1.1 调整 Docker 镜像下载最大并发数

通过配置镜像上传\下载并发数max-concurrent-downloads,max-concurrent-uploads,缩短镜像上传\下载的时间。

1.2 配置镜像加速地址

通过配置镜像加速地址registry-mirrors,可以很大程度提高镜像下载速度。

1.3 存储驱动调优

配置 Docker 存储驱动时,建议使用新版的 overlay2,因为它更稳定。OverlayFS 是一个新一代的联合文件系统,类似于 AUFS,
但速度更快,实现更简单。Docker 为 OverlayFS 提供了两个存储驱动程序:旧版的 overlay 和新版的overlay2。

1.4 日志文件调优

容器中会产生大量日志文件,很容器占满磁盘空间。您可以在全局范围限制日志文件大小max-size和日志文件数量max-file,
可以有效控制日志文件对磁盘的占用量,如下图所示,您可以将日志文件大小max-size设为 30Mb,日志文件数量max-file设为 10。
完成设置后,请运行systemctl daemon-reload命令,重新加载配置文件;然后运行systemctl restart docker命令,重启 Docker。
重启后调优规则马上生效。日志文件存储的机制是这样的:
日志不满 30Mb 的情况下,只会生成一个.log文件,存储日志内容。

> **题目**
请原样照录这段 Docker 调优说明中从“通过配置镜像加速地址regi”到“提供了两个存储驱动程序:旧版的 overlay 和新版的overlay2。”之间的文字，两端的这两处也要包括在内。

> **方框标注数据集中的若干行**
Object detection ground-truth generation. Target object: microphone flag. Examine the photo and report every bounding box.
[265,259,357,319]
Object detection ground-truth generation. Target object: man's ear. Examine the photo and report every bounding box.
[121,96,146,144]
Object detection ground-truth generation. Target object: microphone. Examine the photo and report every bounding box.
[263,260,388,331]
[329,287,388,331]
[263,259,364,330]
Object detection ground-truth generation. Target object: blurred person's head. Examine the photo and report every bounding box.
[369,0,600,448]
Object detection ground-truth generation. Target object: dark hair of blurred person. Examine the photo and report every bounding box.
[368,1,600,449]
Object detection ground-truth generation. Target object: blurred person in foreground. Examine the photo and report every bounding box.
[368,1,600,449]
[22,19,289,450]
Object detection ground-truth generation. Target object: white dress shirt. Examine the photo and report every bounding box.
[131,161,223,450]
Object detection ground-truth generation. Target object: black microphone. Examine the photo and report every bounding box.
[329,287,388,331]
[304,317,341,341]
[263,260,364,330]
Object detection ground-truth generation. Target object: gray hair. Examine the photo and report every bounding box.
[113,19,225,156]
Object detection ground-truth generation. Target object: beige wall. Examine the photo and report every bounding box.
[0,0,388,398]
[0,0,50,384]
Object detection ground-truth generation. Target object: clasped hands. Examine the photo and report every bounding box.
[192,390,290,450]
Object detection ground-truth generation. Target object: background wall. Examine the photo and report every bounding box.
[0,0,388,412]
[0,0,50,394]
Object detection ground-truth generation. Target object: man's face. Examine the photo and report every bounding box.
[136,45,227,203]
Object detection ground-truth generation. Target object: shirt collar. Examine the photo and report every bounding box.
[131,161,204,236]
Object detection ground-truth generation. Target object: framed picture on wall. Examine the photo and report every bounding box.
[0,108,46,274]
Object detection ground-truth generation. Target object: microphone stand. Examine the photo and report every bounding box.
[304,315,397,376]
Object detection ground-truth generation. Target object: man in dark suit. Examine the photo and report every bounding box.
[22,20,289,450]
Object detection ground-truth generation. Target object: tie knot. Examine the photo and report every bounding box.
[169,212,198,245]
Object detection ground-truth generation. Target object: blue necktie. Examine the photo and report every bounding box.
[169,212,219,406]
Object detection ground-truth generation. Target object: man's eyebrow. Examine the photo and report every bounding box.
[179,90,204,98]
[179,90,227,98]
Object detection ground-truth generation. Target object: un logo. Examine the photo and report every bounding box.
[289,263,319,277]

> **参考答案**
通过配置镜像加速地址registry-mirrors,可以很大程度提高镜像下载速度。

1.3 存储驱动调优

配置 Docker 存储驱动时,建议使用新版的 overlay2,因为它更稳定。OverlayFS 是一个新一代的联合文件系统,类似于 AUFS,
但速度更快,实现更简单。Docker 为 OverlayFS 提供了两个存储驱动程序:旧版的 overlay 和新版的overlay2。